> [もとの文章]:
太平洋波高し 少女倶楽部 昭和8年1〜5月号
戦へぬ米国海軍の悶え 日の出 昭和8年2月号附録
日米は斯く戦ふ 日の出 昭和8年4月号附録
東の天紅なり 講談倶楽部 昭和8年7〜10月号
鉄血日本軍の強襲(翻訳) 冨士 昭和8年12月号
昭和遊撃隊 少年倶楽部 昭和9年1〜12月号
紅の軽騎兵 講談倶楽部 昭和9年1〜4月号
迫れる日露大戦記 日の出 昭和9年2月号附録
黒潮秘密境 講談倶楽部 昭和9年6〜8月号
最後の勝利
(山中峯太郎・福永恭助との合作)
日の出 昭和10年1月号附録
怪魔火星戦隊 冨士 昭和10年4〜10月号
南海の軽騎兵 新少年 昭和10年4〜12月号
海底百米 小学五年生 昭和10年4月〜11年3月号
深山の秘密 少女倶楽部 昭和10年6月号
新戦艦高千穂 少年倶楽部 昭和10年7月〜11年3月号
白百合の妻 講談倶楽部 昭和10年9月号
沙漠の騎兵隊 日本少年 昭和11年1〜4月号

 こうして見ると、意外なことに発表舞台は必ずしも児童雑誌とは限らず、むしろ作品数は「講談倶楽部」「冨士」「日の出」など大人向きの大衆総合誌の方が多いことに気がつく。ただ、これら大人向きの雑誌に載った作品は、内容的には少年ものの延長といった印象が強く、読者に少年をも含んでいたであろうことは、容易に想像がつく。現代風にいえば、ヤング・アダルトものというジャンルに包括することが出来るだろう。

 個々の作品に対する説明は省略するが、若干のコメントを加えておこう。

「鉄血日本軍の強襲」は翻訳もので、原作は米国陸軍予備仕官・軍事評論家のロウエル・M・リンパス「我が咽喉を扼する褐色の魔の手ーーアメリカの歴史にあり得る頁」 Brown Hands at our Throat ! : Potential Pages from American History なるもの。平田は語学が達者だった(あるいは有能なブレーンを擁していた)らしく、評論の中でさかんに欧文からの引用を行なっている。しかし全文まるごと翻訳というのは、これ一篇しか知らない。

> [表示データ]:
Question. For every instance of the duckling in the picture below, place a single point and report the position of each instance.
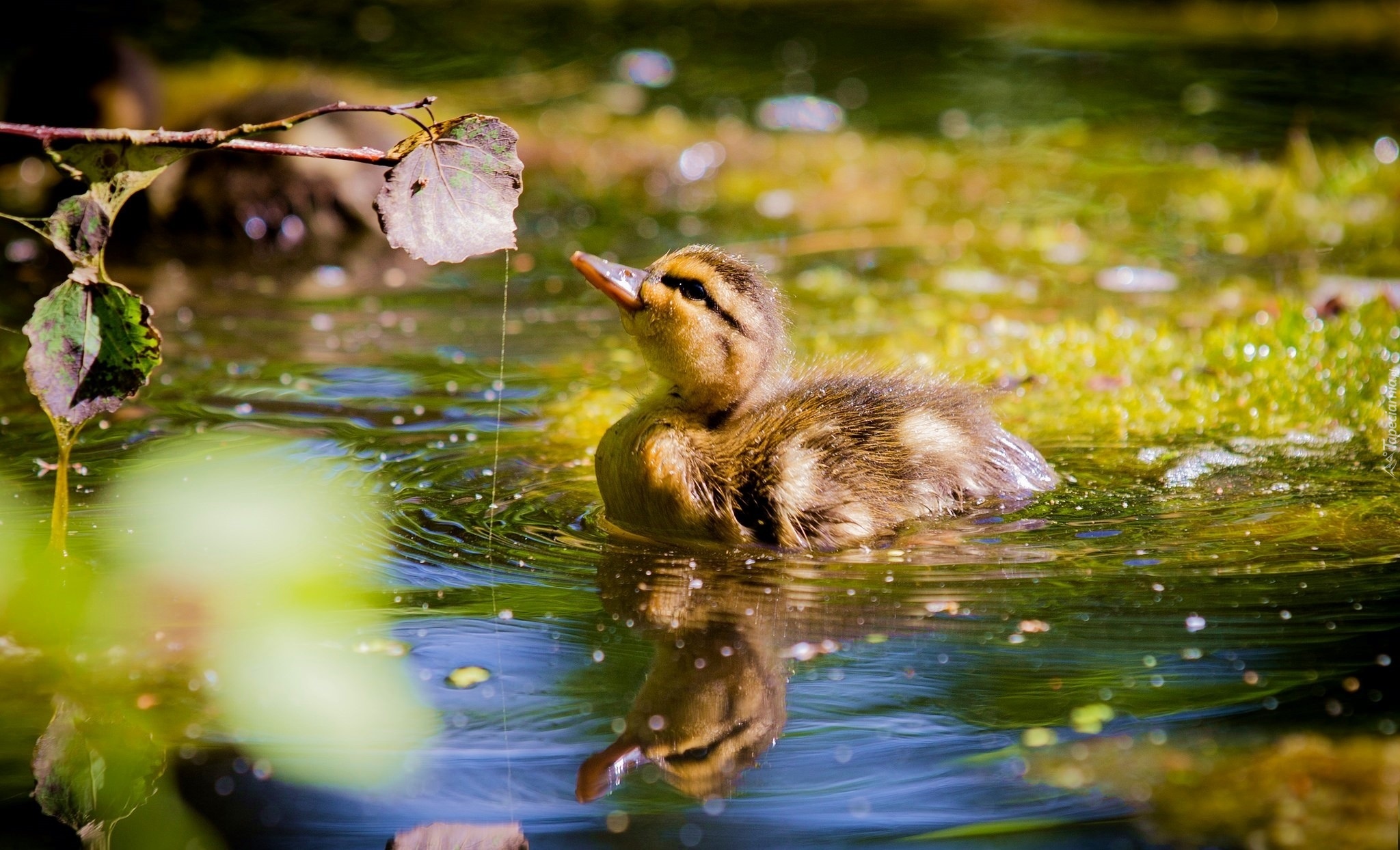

> [やること]:
a - もとの文章によると、「鉄血日本軍の強襲」の原作を書いたのは誰ですか。
b - もとの文章から、「太平洋波高し 少女倶楽部 昭和8年1〜5月号」で始まり「(山中峯太郎・福永恭助との合作)」まで続く部分を、一字も変えずに書き写してください。

> [答えの一覧]:
a - 米国陸軍予備仕官で軍事評論家のロウエル・M・リンパスです。

b -
太平洋波高し 少女倶楽部 昭和8年1〜5月号
戦へぬ米国海軍の悶え 日の出 昭和8年2月号附録
日米は斯く戦ふ 日の出 昭和8年4月号附録
東の天紅なり 講談倶楽部 昭和8年7〜10月号
鉄血日本軍の強襲(翻訳) 冨士 昭和8年12月号
昭和遊撃隊 少年倶楽部 昭和9年1〜12月号
紅の軽騎兵 講談倶楽部 昭和9年1〜4月号
迫れる日露大戦記 日の出 昭和9年2月号附録
黒潮秘密境 講談倶楽部 昭和9年6〜8月号
最後の勝利
(山中峯太郎・福永恭助との合作)